---------- SUPPLIED MATERIAL
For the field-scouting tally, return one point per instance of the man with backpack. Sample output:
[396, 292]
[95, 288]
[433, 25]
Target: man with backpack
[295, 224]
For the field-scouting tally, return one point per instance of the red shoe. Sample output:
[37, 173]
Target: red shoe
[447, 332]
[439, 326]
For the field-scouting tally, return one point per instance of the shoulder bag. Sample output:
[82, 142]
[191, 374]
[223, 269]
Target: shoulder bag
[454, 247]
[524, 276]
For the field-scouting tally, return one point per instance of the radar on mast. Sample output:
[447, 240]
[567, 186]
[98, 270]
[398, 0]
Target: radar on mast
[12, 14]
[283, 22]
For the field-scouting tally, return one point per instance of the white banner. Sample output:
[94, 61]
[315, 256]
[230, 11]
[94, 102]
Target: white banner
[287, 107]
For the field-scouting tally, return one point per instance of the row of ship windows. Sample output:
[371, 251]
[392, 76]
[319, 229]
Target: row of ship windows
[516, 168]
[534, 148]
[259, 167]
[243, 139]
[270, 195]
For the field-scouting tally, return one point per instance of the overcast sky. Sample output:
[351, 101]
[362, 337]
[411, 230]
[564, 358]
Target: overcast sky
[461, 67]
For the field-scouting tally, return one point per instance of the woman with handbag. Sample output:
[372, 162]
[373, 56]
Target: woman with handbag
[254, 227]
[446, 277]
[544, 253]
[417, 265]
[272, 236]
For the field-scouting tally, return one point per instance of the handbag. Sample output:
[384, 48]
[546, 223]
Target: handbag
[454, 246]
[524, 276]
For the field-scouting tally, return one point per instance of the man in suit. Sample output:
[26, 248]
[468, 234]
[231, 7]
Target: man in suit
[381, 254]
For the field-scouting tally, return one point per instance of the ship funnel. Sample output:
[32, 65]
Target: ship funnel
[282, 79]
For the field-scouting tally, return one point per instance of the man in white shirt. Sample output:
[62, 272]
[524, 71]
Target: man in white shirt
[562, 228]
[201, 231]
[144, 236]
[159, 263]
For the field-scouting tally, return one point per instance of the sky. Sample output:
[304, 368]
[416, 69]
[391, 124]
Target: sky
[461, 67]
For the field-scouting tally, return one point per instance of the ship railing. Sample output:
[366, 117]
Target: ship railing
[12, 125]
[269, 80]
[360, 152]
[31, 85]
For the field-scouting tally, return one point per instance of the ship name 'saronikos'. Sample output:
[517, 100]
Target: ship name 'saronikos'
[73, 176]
--------------------
[TO DO]
Put every line of the rows above into a JSON list of strings, one string per line, leaving out any blank lines.

[SOLUTION TO THIS TASK]
[
  "For the field-scouting tally, return one point per instance of the man with backpack. Sample output:",
  "[396, 292]",
  "[95, 288]",
  "[433, 25]",
  "Target: man with backpack",
  "[295, 224]",
  "For the field-scouting tally, return one point per instance of the red shoe. Sample output:",
  "[37, 173]",
  "Target: red shoe",
  "[447, 332]",
  "[439, 326]",
  "For the field-scouting tally, return one point per instance of the shoulder bag. Sample output:",
  "[82, 142]",
  "[191, 374]",
  "[223, 269]",
  "Target: shoulder bag",
  "[454, 247]",
  "[524, 276]",
  "For the field-scouting tally, return one point per instance of the radar on mast. Sample output:",
  "[447, 240]",
  "[567, 186]",
  "[98, 270]",
  "[398, 0]",
  "Target: radar on mast",
  "[12, 14]",
  "[283, 22]",
  "For the field-scouting tally, return one point per instance of the white banner. Sample output:",
  "[94, 61]",
  "[315, 256]",
  "[230, 11]",
  "[94, 102]",
  "Target: white banner",
  "[287, 107]",
  "For the field-scouting tally, return one point per instance of the row of ship windows. Sample output:",
  "[371, 251]",
  "[392, 76]",
  "[319, 229]",
  "Target: row of ship windows",
  "[516, 168]",
  "[534, 148]",
  "[259, 167]",
  "[243, 139]",
  "[270, 195]",
  "For the field-scouting tally, return one point per instance of the overcast sky. Sample output:",
  "[351, 101]",
  "[362, 337]",
  "[411, 230]",
  "[564, 358]",
  "Target: overcast sky",
  "[461, 67]",
  "For the field-scouting tally, return one point per instance of the woman with handbag. Sample output:",
  "[372, 162]",
  "[373, 56]",
  "Target: woman with handbag",
  "[254, 227]",
  "[446, 277]",
  "[544, 253]",
  "[417, 265]",
  "[272, 236]",
  "For the field-scouting tally, return one point per instance of the handbag. Sample output:",
  "[384, 48]",
  "[546, 223]",
  "Target: handbag",
  "[454, 246]",
  "[524, 276]",
  "For the field-scouting tally, return one point per instance of the man in suit. Sample output:",
  "[26, 248]",
  "[468, 234]",
  "[231, 7]",
  "Target: man in suit",
  "[381, 254]",
  "For the field-scouting tally, return one point per instance of the ship funnel. Sample output:",
  "[32, 65]",
  "Target: ship funnel",
  "[282, 79]",
  "For the field-scouting tally, return one point per instance of the man in white shirt. Sample output:",
  "[62, 272]",
  "[524, 71]",
  "Target: man in white shirt",
  "[562, 228]",
  "[201, 231]",
  "[144, 236]",
  "[159, 263]",
  "For the field-scouting tally, return one point per instance of the sky. Sample output:",
  "[304, 368]",
  "[416, 69]",
  "[391, 124]",
  "Target: sky",
  "[461, 67]",
  "For the field-scouting tally, return one point per instance of the ship railing. Sample output:",
  "[366, 117]",
  "Target: ship railing",
  "[12, 125]",
  "[269, 80]",
  "[360, 152]",
  "[31, 85]",
  "For the field-scouting tally, return one point per instance of the ship name 'saronikos'. Sample output:",
  "[517, 100]",
  "Target: ship name 'saronikos'",
  "[73, 176]"
]